Given instruction
Find every line below that contains the word "sofa" and copy each of those lines in full.

Data entries

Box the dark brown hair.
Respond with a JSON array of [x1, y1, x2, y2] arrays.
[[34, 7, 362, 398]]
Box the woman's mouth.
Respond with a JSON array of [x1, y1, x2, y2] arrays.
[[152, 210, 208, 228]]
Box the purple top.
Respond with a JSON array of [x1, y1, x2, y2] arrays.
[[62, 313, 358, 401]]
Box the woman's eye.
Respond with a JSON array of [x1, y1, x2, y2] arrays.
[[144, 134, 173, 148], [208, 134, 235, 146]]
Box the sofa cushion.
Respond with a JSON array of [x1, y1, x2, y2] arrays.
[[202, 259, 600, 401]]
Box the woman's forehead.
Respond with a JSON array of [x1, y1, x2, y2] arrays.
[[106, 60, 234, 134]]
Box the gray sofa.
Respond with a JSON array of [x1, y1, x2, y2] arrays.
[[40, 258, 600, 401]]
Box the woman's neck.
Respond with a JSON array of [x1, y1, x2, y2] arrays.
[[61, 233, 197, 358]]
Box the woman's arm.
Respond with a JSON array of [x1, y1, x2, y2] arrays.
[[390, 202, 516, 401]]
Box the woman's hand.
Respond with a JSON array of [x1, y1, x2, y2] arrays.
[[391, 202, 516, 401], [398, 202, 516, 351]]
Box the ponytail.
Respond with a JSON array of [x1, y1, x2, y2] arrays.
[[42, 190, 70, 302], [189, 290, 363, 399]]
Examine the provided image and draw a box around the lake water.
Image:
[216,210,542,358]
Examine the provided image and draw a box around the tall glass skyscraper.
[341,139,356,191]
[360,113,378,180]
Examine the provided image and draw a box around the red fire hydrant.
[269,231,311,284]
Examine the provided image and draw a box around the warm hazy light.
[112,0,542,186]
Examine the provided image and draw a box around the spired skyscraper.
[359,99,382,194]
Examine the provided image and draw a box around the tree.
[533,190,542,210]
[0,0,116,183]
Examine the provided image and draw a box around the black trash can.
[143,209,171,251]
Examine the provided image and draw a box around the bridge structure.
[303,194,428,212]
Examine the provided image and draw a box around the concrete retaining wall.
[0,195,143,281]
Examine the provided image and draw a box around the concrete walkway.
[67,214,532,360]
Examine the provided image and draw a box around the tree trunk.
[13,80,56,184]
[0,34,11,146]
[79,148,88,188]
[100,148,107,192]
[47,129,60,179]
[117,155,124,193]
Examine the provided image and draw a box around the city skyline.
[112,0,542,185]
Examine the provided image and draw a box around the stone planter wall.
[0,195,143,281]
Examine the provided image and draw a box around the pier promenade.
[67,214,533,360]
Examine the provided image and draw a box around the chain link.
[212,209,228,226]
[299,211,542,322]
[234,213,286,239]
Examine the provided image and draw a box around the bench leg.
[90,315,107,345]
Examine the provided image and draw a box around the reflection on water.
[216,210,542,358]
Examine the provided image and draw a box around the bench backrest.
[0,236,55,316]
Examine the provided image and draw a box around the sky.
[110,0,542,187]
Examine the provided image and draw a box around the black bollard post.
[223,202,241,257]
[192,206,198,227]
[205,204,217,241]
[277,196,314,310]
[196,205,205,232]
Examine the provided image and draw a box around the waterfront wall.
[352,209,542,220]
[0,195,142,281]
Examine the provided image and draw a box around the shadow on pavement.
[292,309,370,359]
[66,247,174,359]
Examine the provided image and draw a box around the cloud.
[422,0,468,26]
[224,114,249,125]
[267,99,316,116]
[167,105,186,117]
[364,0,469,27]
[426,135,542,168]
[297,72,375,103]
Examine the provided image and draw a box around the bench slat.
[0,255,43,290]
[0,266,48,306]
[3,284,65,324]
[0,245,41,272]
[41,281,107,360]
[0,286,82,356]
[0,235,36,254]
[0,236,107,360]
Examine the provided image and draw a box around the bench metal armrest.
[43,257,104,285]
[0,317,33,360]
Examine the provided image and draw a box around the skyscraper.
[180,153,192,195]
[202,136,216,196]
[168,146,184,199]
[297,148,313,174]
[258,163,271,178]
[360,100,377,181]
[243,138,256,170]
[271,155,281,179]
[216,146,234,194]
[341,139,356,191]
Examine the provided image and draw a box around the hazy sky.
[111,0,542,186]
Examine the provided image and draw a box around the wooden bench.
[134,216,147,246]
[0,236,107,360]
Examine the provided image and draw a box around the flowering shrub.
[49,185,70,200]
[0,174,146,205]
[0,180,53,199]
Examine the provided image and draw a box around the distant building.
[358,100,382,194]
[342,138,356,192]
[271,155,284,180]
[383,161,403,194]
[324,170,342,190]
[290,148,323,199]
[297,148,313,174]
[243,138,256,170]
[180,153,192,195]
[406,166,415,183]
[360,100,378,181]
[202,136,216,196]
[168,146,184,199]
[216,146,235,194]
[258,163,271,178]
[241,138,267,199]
==
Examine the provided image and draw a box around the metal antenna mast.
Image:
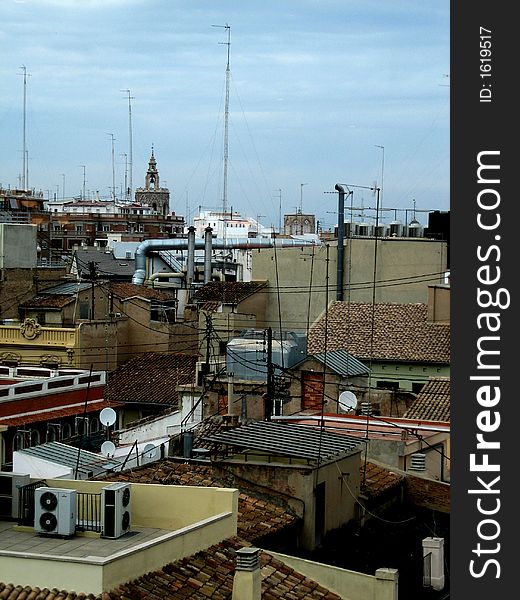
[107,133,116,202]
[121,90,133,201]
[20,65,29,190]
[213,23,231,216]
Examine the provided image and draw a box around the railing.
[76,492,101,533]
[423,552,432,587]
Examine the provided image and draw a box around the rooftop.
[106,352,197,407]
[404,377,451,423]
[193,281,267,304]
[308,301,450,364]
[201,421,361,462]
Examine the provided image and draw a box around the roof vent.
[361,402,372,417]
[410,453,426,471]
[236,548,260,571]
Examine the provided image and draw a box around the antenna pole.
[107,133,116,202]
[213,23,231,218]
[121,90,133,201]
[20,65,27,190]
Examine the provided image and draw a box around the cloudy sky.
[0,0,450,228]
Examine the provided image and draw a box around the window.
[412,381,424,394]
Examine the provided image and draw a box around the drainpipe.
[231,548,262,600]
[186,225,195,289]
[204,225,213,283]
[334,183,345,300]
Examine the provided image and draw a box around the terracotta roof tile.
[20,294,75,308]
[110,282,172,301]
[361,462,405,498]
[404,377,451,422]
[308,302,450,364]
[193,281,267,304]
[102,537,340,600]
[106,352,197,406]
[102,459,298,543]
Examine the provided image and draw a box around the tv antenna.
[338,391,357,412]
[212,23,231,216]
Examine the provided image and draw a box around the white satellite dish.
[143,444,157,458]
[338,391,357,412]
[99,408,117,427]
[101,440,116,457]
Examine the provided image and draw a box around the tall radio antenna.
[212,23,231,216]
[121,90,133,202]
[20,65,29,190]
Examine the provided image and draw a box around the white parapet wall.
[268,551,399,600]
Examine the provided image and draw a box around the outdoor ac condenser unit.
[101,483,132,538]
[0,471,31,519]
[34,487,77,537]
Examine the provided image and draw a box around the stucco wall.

Final result
Box the sofa cushion.
Box the gray sofa.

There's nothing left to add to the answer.